What must be handed in is the entire listing, exactly as written, with no pictures.

(Extracted data begins)

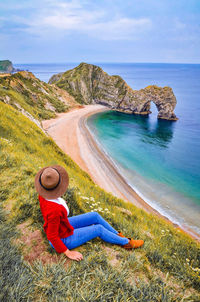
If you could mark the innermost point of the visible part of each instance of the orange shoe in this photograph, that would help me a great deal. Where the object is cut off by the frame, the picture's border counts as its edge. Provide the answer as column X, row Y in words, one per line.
column 133, row 244
column 120, row 234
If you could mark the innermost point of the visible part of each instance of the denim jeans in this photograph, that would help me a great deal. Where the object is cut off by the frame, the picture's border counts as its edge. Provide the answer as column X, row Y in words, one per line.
column 89, row 226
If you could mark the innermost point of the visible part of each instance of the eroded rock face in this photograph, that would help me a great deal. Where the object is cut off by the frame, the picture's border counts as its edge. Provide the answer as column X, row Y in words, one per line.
column 89, row 84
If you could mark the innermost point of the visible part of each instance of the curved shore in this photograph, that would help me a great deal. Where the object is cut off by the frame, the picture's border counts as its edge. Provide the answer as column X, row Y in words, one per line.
column 71, row 134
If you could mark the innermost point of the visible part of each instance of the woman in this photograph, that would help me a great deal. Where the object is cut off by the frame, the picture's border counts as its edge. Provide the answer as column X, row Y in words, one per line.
column 66, row 233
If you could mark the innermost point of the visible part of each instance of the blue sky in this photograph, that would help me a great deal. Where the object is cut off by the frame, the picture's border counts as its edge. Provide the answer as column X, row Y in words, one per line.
column 39, row 31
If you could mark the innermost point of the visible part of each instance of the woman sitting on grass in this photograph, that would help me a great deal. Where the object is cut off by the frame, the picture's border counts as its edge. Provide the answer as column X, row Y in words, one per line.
column 63, row 233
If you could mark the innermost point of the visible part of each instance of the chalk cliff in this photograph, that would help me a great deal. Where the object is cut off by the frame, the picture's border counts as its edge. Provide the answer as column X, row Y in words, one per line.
column 33, row 97
column 89, row 84
column 6, row 66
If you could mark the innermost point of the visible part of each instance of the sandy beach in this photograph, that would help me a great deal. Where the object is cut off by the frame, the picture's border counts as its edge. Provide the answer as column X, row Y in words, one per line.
column 71, row 134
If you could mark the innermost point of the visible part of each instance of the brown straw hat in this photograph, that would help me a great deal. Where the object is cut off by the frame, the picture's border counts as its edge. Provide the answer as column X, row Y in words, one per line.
column 51, row 182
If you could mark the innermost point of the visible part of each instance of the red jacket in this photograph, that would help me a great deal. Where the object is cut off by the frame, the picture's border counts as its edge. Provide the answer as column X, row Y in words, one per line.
column 56, row 223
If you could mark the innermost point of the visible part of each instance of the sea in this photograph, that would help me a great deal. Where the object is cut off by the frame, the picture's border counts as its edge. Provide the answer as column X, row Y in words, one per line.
column 160, row 159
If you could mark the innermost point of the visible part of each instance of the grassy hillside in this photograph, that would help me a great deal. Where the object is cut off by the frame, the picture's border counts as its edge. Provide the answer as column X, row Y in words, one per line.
column 6, row 66
column 165, row 269
column 26, row 93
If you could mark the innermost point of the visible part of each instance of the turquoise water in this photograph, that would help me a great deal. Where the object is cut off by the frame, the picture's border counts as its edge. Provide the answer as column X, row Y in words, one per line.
column 160, row 159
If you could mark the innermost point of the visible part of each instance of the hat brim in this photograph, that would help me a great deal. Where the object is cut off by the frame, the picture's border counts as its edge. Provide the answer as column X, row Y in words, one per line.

(Extracted data ends)

Solution to this task:
If you could mark the innermost point of the visible part of each instance of the orange shoe in this photograph, that would help me a great deal. Where the object is cut off by the frame, the picture's border counts as its edge. Provide the answer as column X, row Y in words, one per line.
column 133, row 244
column 120, row 234
If you could mark the innermost point of the visible part of each instance of the denim jeans in this photograph, that would help me a great deal. Where the object is cut off by the frame, the picture's border counts as its edge. Provide the answer as column X, row Y in words, one per line.
column 89, row 226
If you could mark the innermost point of the visible part of each instance of the eroded rock face in this photograph, that would help me a great deal. Where the object is cut off by the frame, the picture's border counts as its edge. Provide the answer as column X, row Y in words, one per line.
column 89, row 84
If you could mark the innermost point of the visible part of each instance of the curved shore in this photograph, that would help me a great deal. Where the object is cut off by the frame, the picture's border counts as its edge. Provide the answer as column X, row Y in words, one per line.
column 71, row 134
If you could mark the innermost point of the visible part of each instance of the woman in this photograph, that would help me a great deal. Where the object is cut off by the frame, the picture's border counts as its edge. Provide the answer as column X, row Y in words, one per line.
column 66, row 233
If you could mark the innermost point of the visible part of each instance of the blue sky in this photograph, that would help me a great deal. Where the object is cut off by the frame, the picture's border counts as its edge. Provide the answer as column X, row Y in words, one per line.
column 39, row 31
If you could mark the innermost point of the visible part of each instance of the woman sitting on grass in this photograph, that would help me a great deal. Where the object is cut off by the frame, the picture's border counts as its edge. Provide the answer as column X, row Y in words, one per line.
column 63, row 233
If you could mark the innermost point of the visible part of each instance of the chalk cliff in this photograph, that would help me a great deal. Where the object is cut off by the frame, the picture's border counts as its edge. Provide the answer as column X, row Y in words, one per line.
column 33, row 97
column 89, row 84
column 6, row 66
If you could mark the innermost point of the visible part of each instance of the sandy beach in this photograph, that would help me a great deal. Where the object is cut off by the frame, the picture's border counts as its edge. Provide the answer as column X, row Y in words, one per line.
column 71, row 134
If you could mark the innermost point of the visible part of each instance of the brown straw hat in this photograph, that would help me a great deal. Where the object is cut off by the frame, the picture's border counts as its edge. Provide the answer as column X, row Y in words, one per line.
column 51, row 182
If you could mark the innermost point of the visible part of each instance of the red jacket in this photograph, that would help me a great deal. Where the object is cut off by the frame, the picture's border counts as its edge. Provide the answer as column X, row Y in words, one per line.
column 56, row 223
If you could mark the innermost point of the visible part of each instance of the sea in this photograph, that would help me a great deal. Where the object is cut off by the frame, the picture's border counts as its edge. Provide the answer as column X, row Y in words, one per line.
column 160, row 159
If you could mark the innermost point of the visible part of each instance of the grassy hillside in this photograph, that would help me a great deal. Where the object is cut off by the frame, the picture's border counts as its edge. Provide the answer as column X, row Y in words, one per line.
column 6, row 66
column 165, row 269
column 26, row 93
If you could mark the innermost point of the visible part of each instance of the turquoise water in this photograph, that would help me a great deal. Where the object is cut off by the frame, the picture's border counts as its edge. Provide the answer as column X, row Y in words, one per line.
column 160, row 159
If you could mark the innermost point of the visible part of each instance of the hat brim in this photograph, that would help me a great deal. Where the object is cut off by the frame, the picture's border counts as its edge. Provide the answer as column X, row Y in words, one per line.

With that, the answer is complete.